## [ACTIVITY 1]
Transcribe the blog post about the Roubaix haiku from "Joe Parkin, over" to "verse gonna hurt?".
## [ACTIVITY 2]
Pick up the blog post about the Roubaix haiku where it stops and write what comes next.

## [DOCUMENT SEGMENT]
· · · ·

Joe Parkin, over at 6 Years in a Rain Cape has a nice little essay contest going on right now. The winner’s prize is a Cervelo Test Team kit (bibshorts, jersey, gloves) in either black or white (depending on size and inventory availability). Suggested length is 500-1000 words, but Joe says he isn’t really counting.
Here’s my entry, but not even close to 500 words. If it can’t be told in haiku and yet still capture the essence of the race, then it’s not worth telling. That’s not really true, but it let’s me feel superior for a few seconds. And since it is Poetry Friday, what’s another little bit of verse gonna hurt?
I call it “Roubaix Memories”
Andrei Tchmil solo
Muddy Roubaix, ninety-four,
Bunny hopping curbs.
If that isn’t the essence of a true Flahute, then I don’t know what is …
Even when I forget you
I go on looking for you
I believe I would know you
I keep remembering you
sometimes long ago but then
other times I am sure you
were here a moment before
and the air is still alive
around where you were and I
think then I can recognize
you who are always the same
who pretend to be time but
you are not time and who speak
in the words but you are not
what they say you who are not
lost when I do not find you.

· · · ·

## [SUPPLIED MATERIAL]
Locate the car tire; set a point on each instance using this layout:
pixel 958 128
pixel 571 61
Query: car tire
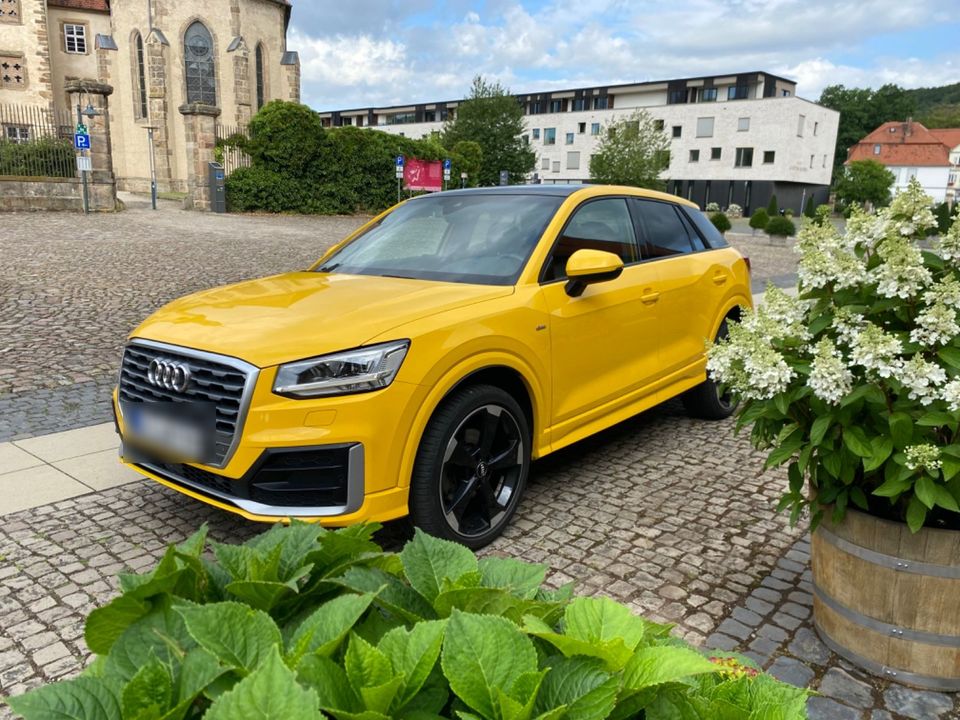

· · · ·

## [EXERCISE ANSWER 1]
Joe Parkin, over at 6 Years in a Rain Cape has a nice little essay contest going on right now. The winner’s prize is a Cervelo Test Team kit (bibshorts, jersey, gloves) in either black or white (depending on size and inventory availability). Suggested length is 500-1000 words, but Joe says he isn’t really counting.
Here’s my entry, but not even close to 500 words. If it can’t be told in haiku and yet still capture the essence of the race, then it’s not worth telling. That’s not really true, but it let’s me feel superior for a few seconds. And since it is Poetry Friday, what’s another little bit of verse gonna hurt?

## [EXERCISE ANSWER 2]
TO THE HAPPY FEW
Do you know who you are
O you forever listed
under some other heading
when you are listed at all
you whose addresses
when you have them
are never sold except
for another reason
something else that is
supposed to identify you
who carry no card
stating that you are —
what would it say you were
to someone turning it over
looking perhaps for
a date or for
anything to go buy
you with no secret handshake
no proof of membership
o way to prove such a thing
even to yourselves
you without a word
of explanation
and only yourselves
as evidence.
— W.S. Merwin (b. 1927), American poet and translator.